**Task description:**
Output the full listing that appears below, exactly as it is presented.

**Supplied information:**
++++++++
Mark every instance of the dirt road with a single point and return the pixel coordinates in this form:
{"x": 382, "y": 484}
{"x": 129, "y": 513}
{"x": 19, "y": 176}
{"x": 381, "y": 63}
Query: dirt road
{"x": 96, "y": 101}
++++++++
**Answer to this exercise:**
Mark every instance of the dirt road with a single point and return the pixel coordinates in this form:
{"x": 382, "y": 484}
{"x": 129, "y": 513}
{"x": 19, "y": 176}
{"x": 381, "y": 63}
Query: dirt road
{"x": 96, "y": 101}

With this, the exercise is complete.